> [Article]
The constant movement and evolution therefore suggests the continuity of an interaction between cultural elements and the “social and political realities” of its environment. Essentially, culture emerges as ever growing, eternal and ever changing because the place of its manifestation is also the place where resistance to colonial rule emerges. This co existence gives culture a “dynamic synthesis” and the “seed of the continuation of history.” It creates a link between culture and the “mind” of society- the mind, with its capability to engender responses, reactions and perceptions that characterize this perpetual interaction, rather than the body, the “color of skin” or the “shape of the eye.” Moreover, the social mind then consists of many minds, all with different perceptions and experiences- a fact that Cabral shows that Liberation efforts absolutely must understand. It is the reality of shades of culture that enables the existence of “several Africas” at the same time as when Portugal has difficulty in acknowledging the existence of even one Africa. Distinguishing between superior and inferior cultures is then an illusion- the only reality is the cultural interactions that shape human encounters.

The point where culture is realized as an all-encompassing, nuanced human experience, is where Cabral thinks, “the importance of culture is reached.” It is an experience that is characterized by degrees of similarities and differences amongst perceptions and actions, by constant variations with time and space, by encounters with conflicts and means to reach solutions, and by integration in the living environment. This point of importance, therefore, is also the point of unpredictability and infinity.

However, when the cultural outgrowth of resistance becomes a National Liberation Movement propagating armed struggle and a liberated future, the struggle imbibes the dynamics of culture. The understanding of culture as an entity in constant motion now serves to amalgamate cultural commonalities to mobilize for the sake of armed struggle. It is the struggle which now must be equipped well enough to deal with the inconsistencies and differences which will emerge from it itself. The armed struggle becomes the “builder of culture.” In an effort to convey what a successful National Liberation Movement must do, Cabral almost lists down a set of requirements including “developing a popular culture”, creating a “national culture grounded in history and on the victories of the liberation struggle itself” and the “development of a universal culture.” Culture is then crafted, shaped by human minds- the requirements are concrete, specific, and stagnant in time. They show a sense of a fixed history, time and thus identity, as a means to unite the oppressed and give them courage- not to remind them of a culture they already experience themselves, but to engender a very specific, monolithic response. It becomes finite.

> [The tasks]
A - Set down the passage on Cabral and culture word for word, starting at "The point where" and ending at "unpredictability and infinity.".
B - Resume the passage on Cabral and culture, picking up right after its final sentence.
You won't need the rows for any of this.

Dataset excerpts on object pointing
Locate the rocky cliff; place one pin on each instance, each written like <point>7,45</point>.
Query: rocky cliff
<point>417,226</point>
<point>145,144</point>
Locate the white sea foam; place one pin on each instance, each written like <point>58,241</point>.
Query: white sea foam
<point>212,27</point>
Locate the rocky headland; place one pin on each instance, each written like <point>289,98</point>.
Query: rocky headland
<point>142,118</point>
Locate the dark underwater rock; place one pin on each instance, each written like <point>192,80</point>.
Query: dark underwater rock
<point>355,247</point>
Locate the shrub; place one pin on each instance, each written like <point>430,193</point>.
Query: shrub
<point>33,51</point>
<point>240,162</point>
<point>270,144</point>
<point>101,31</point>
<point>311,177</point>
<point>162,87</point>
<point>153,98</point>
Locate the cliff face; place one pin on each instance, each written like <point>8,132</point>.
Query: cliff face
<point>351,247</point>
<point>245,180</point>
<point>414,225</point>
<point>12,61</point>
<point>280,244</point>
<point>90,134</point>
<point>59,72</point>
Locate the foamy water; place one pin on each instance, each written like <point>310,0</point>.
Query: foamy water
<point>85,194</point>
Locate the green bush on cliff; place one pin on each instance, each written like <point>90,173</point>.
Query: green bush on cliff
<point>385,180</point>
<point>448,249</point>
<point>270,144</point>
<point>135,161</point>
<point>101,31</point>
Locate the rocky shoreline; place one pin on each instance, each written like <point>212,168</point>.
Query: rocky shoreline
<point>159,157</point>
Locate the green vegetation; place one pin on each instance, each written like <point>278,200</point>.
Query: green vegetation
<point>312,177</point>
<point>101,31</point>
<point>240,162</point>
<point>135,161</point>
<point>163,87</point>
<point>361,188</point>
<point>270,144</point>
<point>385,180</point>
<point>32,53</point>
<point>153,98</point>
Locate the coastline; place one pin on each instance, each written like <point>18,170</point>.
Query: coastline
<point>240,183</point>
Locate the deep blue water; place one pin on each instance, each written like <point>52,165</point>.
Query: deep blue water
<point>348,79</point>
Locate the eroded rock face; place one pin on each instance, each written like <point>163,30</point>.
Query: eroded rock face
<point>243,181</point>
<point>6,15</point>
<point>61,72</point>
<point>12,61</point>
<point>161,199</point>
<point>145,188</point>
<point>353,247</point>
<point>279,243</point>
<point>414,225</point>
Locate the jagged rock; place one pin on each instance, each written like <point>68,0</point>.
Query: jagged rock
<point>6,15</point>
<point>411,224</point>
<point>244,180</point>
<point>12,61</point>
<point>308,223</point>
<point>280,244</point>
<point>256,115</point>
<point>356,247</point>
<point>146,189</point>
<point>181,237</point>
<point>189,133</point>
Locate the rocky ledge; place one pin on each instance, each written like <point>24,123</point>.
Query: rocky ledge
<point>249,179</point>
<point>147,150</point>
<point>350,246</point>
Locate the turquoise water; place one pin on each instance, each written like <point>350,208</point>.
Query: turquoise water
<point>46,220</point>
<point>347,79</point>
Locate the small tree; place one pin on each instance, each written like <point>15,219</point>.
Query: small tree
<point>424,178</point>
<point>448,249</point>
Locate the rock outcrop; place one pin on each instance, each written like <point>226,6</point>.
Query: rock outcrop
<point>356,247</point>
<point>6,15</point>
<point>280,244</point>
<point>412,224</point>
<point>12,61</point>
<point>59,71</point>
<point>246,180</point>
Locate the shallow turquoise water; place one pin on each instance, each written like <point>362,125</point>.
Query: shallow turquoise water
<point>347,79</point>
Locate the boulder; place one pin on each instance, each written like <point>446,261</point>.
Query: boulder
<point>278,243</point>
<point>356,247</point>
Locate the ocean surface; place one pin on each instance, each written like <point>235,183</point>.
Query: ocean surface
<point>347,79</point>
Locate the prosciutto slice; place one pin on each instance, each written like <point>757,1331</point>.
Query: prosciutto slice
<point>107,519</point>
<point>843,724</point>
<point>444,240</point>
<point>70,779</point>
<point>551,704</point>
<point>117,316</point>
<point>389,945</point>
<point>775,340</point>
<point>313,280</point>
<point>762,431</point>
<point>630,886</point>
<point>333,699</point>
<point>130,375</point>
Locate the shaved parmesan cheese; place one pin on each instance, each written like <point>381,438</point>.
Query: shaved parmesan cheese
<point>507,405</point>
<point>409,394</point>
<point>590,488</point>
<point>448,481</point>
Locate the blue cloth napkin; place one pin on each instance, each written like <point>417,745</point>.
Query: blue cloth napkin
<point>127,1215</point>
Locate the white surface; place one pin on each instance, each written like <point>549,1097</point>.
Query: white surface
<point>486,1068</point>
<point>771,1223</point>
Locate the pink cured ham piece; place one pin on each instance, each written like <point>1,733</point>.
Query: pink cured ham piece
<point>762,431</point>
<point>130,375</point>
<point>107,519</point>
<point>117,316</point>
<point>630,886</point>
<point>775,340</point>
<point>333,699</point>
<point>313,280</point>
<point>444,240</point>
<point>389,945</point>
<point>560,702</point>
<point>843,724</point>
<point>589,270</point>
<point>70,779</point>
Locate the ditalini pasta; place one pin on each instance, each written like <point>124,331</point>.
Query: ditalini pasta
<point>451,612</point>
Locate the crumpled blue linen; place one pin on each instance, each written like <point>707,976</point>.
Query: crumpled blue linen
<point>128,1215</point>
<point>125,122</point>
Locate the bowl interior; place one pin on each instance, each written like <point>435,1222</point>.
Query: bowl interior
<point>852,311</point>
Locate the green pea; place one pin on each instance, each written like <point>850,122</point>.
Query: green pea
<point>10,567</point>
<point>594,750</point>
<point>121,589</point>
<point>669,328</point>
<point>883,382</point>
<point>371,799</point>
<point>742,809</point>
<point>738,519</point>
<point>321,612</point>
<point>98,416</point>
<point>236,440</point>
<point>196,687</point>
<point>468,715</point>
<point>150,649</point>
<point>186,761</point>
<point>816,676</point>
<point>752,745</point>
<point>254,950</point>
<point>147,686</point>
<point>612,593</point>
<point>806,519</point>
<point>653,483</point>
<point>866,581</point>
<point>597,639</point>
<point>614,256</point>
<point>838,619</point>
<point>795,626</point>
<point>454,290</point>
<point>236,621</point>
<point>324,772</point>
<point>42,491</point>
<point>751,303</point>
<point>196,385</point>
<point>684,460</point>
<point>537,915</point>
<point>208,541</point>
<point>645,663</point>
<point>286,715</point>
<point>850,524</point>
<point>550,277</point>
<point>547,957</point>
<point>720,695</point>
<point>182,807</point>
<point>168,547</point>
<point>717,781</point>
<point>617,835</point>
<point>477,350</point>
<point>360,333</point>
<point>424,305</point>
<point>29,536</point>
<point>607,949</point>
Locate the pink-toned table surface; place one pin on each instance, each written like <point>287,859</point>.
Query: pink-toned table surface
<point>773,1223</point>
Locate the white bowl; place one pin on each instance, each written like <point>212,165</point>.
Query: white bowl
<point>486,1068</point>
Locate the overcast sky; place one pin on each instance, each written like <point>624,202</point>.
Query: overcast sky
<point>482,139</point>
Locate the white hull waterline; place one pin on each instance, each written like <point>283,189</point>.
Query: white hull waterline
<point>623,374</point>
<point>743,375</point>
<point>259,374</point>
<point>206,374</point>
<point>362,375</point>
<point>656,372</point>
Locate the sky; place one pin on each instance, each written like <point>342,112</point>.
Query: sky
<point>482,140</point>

> [Answer set]
A -
The point where culture is realized as an all-encompassing, nuanced human experience, is where Cabral thinks, “the importance of culture is reached.” It is an experience that is characterized by degrees of similarities and differences amongst perceptions and actions, by constant variations with time and space, by encounters with conflicts and means to reach solutions, and by integration in the living environment. This point of importance, therefore, is also the point of unpredictability and infinity.

B -
In essence, liberation freezes culture at a specific moment in time for specific causes. There is nothing dynamic, mercurial or interactive about “national culture.” It becomes like an unchanging spoken and heard story. And yet, the reality of cultural interaction cannot be destroyed- it will still hide in the villages and forests, it will still sprout out in the form of differences to this one story that most generations know and will be told. The construction of popular culture does not change the existence of shades in culture, and thus they must exist side by side- a tension that is seen when one observes culture to not only give birth to liberation movements but also pay the cost of becoming its subject.

Macaulay’s Children

Your grandfather loves gardening and you spend afternoons watching him walk out into the garden, back bent over with age, cane in hand, to examine his flowers. You remember when you were younger, how terrified you were of being caught picking his flowers. The year is 2019, you think about Cabral’s metaphor of culture being to history what flowers are to plants. The way flowers (culture) carry the capacity and responsibility of ensuring continuity of history. You realize the role language specifically plays in this transmission, you realize how lost language is on you.

The year is 2009, you are a girl with big eyes who lives in a whirlwind of stories. You live in a world of fantasy, surrounded by storybooks, always looking forward to your Creative Writing classes. All your stories are about girls with blue eyes who are always named Matilda or Melanie. It will be years before you question why a Pakistani sounding name never felt appropriate to you, why you never found it worthy to name your protagonists a name that sounded not-European.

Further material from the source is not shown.